-- WHAT TO PRODUCE --
Look through the entries below. Report each line that has the word "position" in it.

Natural language region descriptions:
##########

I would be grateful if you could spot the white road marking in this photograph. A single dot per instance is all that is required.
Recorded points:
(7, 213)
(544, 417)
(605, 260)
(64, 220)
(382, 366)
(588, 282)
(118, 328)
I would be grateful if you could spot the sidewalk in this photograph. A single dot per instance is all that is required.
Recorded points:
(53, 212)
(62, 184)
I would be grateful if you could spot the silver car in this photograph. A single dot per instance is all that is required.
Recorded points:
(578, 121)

##########

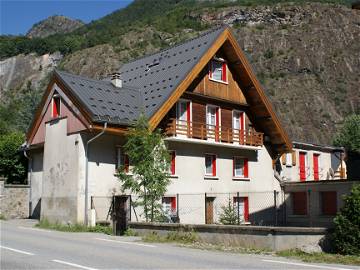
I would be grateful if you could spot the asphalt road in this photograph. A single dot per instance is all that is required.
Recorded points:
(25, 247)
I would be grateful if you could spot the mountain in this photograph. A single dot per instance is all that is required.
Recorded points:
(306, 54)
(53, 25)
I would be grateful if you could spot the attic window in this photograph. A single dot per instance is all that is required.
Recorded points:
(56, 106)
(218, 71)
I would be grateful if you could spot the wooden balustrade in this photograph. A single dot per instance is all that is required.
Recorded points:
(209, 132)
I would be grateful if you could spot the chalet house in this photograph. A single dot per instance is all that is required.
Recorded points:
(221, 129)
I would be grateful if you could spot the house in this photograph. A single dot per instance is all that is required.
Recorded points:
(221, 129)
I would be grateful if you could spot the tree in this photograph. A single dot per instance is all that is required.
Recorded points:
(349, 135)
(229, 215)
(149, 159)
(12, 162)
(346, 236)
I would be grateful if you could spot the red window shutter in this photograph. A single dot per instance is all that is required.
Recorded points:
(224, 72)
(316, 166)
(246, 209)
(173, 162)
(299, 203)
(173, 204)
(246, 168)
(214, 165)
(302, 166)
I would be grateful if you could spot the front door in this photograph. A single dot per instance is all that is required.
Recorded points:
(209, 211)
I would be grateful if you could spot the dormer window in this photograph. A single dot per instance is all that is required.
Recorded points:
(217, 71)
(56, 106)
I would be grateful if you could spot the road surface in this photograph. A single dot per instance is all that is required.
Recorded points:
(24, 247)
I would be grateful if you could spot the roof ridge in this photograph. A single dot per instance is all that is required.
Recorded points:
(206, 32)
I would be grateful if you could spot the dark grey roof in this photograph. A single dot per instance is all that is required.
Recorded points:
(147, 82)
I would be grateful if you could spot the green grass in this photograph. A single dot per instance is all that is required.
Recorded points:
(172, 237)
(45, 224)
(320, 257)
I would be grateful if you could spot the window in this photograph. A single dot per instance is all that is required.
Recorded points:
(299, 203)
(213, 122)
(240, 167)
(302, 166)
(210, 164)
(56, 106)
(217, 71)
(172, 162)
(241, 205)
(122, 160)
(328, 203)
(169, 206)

##########

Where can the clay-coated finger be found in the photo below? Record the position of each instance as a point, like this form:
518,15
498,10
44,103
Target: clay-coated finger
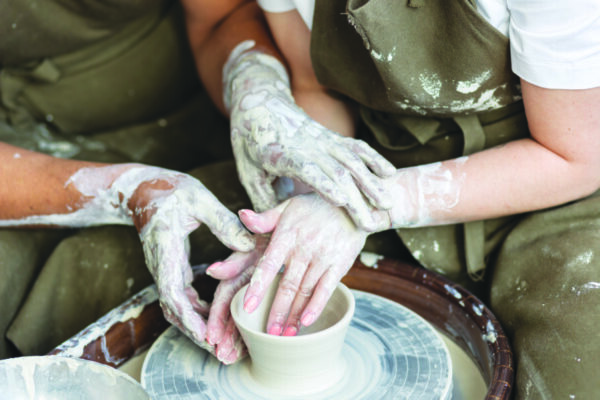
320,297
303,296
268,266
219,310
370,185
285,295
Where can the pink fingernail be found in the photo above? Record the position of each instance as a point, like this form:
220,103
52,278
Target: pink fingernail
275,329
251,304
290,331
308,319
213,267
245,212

##########

-- WRITTEN ANSWER --
Where can the clay-coated finger be found in the photo below? Record the position of each instance as a point, like this form:
Where can the pink fingernail be found in the photo above? Record the position of each instance as a point, like this form:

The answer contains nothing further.